------ Data ------
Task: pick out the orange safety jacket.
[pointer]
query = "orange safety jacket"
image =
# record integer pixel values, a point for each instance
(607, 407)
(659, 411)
------
------ Data ------
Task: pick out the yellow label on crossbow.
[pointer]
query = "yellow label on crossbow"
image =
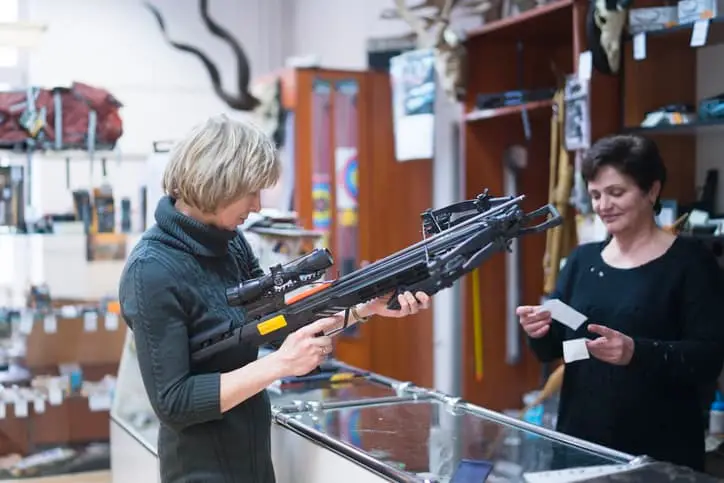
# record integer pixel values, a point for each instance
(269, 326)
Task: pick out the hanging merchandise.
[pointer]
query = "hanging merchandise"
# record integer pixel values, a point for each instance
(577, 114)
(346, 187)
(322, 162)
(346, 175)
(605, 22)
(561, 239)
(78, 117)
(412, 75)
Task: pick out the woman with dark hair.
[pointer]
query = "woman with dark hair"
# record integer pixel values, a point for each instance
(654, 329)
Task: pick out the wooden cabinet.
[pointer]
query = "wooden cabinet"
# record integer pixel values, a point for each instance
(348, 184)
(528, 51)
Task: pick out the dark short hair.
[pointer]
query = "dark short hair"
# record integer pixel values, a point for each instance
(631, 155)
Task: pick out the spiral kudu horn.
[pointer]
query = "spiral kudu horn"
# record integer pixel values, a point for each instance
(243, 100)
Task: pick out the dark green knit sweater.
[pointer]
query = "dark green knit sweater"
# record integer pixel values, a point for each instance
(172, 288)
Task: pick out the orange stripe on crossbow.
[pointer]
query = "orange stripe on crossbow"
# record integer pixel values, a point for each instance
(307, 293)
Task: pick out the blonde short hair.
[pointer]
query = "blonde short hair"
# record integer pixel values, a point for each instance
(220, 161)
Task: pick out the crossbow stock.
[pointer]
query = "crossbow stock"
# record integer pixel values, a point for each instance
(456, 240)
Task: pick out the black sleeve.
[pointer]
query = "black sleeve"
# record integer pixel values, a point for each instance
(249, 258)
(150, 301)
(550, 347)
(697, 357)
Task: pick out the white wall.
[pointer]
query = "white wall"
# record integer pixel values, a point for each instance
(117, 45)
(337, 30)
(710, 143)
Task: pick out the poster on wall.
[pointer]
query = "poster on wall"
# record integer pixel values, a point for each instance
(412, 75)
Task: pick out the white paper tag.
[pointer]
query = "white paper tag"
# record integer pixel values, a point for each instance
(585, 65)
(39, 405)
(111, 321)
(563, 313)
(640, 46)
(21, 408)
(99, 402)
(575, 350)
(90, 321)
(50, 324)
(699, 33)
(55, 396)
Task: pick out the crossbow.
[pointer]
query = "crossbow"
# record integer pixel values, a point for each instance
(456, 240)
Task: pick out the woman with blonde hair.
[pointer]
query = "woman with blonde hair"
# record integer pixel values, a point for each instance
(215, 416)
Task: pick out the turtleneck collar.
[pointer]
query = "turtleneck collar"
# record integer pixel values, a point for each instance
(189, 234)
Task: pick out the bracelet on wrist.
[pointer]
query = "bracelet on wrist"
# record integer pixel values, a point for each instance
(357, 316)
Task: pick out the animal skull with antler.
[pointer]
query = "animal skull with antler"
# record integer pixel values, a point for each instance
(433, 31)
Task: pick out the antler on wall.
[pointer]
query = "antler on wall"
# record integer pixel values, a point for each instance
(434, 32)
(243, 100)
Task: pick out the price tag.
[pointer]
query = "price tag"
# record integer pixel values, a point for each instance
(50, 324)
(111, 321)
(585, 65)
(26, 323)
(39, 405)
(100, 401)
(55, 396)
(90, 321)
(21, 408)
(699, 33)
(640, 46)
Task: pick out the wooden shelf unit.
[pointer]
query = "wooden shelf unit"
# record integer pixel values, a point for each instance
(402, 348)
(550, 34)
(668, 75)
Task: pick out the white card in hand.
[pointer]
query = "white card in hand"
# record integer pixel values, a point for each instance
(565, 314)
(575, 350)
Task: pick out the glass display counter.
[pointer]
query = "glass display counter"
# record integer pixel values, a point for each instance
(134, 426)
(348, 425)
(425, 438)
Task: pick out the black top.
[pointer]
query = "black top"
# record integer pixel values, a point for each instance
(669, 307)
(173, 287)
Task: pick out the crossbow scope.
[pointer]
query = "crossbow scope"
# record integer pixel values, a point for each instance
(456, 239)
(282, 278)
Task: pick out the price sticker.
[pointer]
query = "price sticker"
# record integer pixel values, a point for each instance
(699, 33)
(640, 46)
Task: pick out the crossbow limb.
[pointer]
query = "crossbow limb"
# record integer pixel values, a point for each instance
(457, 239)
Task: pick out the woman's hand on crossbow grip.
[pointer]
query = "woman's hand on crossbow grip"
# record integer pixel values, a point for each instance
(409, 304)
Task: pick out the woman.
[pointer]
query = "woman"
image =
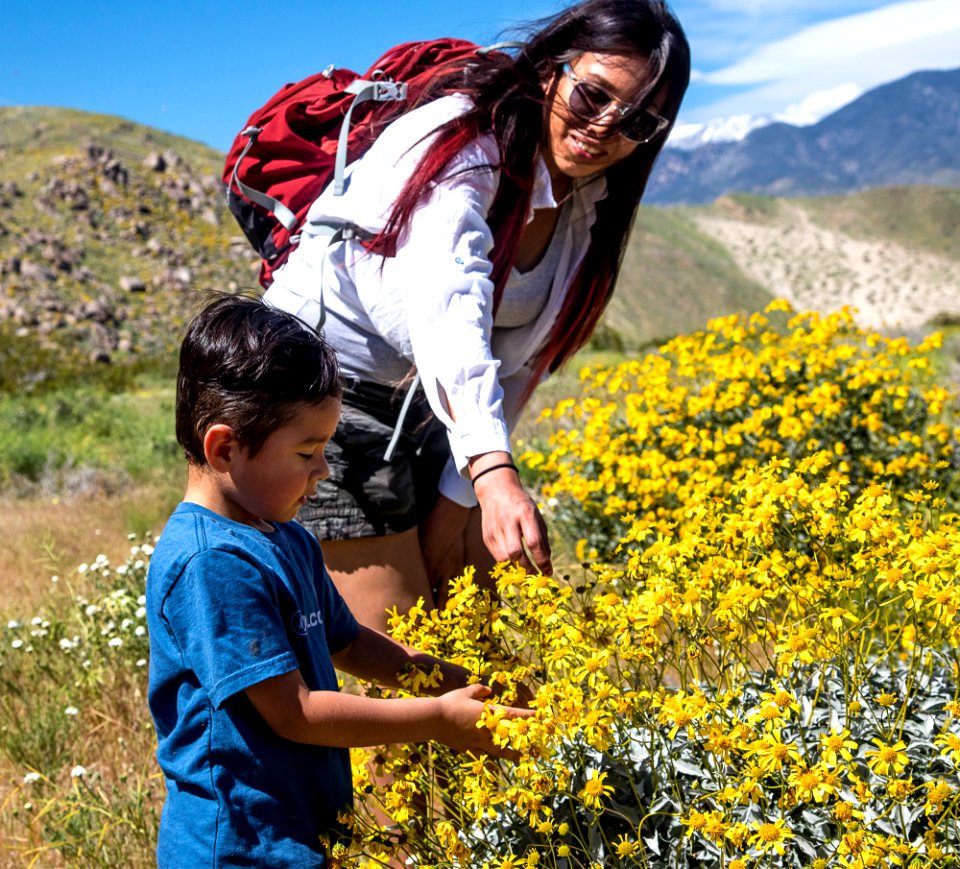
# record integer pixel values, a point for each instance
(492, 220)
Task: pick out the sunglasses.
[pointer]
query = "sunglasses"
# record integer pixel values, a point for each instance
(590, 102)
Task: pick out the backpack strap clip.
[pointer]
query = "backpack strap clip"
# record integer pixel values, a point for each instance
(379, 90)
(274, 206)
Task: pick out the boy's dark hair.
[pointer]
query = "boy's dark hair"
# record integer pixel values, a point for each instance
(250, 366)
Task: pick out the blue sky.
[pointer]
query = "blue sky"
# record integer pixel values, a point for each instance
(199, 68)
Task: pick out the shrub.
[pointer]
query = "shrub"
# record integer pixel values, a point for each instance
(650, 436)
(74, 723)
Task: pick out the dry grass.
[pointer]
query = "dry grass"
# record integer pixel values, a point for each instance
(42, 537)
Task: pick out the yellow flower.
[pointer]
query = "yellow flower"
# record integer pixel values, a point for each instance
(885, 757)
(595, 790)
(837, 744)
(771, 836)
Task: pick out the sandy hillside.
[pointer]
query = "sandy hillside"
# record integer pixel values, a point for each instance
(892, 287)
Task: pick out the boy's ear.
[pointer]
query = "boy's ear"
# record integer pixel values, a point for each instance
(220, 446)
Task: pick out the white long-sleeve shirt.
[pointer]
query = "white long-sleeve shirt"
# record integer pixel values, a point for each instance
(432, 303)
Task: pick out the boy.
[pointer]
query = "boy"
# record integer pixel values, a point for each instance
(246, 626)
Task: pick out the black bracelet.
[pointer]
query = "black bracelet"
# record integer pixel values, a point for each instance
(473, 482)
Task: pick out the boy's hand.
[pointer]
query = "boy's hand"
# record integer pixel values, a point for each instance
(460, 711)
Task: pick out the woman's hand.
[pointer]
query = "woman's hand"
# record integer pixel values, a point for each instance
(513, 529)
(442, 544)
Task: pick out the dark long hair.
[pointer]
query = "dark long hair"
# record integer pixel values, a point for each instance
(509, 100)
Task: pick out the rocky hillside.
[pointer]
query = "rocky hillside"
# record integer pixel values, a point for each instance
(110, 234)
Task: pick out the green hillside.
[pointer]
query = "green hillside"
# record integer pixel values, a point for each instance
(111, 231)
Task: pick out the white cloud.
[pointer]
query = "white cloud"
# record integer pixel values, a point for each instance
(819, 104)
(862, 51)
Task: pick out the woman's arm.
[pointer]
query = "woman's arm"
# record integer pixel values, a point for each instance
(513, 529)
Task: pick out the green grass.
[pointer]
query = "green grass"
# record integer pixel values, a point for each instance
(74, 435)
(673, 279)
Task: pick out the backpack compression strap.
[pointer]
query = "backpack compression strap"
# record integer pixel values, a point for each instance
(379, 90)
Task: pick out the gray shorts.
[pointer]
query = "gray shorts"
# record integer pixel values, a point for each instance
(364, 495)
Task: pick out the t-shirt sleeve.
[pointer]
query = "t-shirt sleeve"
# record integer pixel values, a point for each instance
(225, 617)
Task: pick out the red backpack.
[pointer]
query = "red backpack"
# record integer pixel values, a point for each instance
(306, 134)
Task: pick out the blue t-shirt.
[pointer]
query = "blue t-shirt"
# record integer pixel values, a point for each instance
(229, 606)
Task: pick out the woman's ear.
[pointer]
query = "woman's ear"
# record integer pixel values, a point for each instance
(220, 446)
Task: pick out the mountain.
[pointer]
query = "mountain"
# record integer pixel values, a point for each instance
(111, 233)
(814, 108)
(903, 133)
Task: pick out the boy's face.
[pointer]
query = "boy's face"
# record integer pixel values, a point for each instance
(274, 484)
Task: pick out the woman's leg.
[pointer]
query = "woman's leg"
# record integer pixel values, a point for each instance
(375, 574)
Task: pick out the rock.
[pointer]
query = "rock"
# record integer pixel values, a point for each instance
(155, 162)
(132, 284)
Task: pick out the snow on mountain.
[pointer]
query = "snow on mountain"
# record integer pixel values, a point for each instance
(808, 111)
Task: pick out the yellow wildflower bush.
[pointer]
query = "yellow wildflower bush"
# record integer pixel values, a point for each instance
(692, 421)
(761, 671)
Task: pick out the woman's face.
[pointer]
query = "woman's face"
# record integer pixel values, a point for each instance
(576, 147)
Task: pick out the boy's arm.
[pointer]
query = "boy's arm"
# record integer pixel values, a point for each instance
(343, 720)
------
### Work to be completed
Copy each line of the records that contains the word "stripe".

### Written answer
Task: pick out the orange stripe on crossbow.
query = "orange stripe on crossbow"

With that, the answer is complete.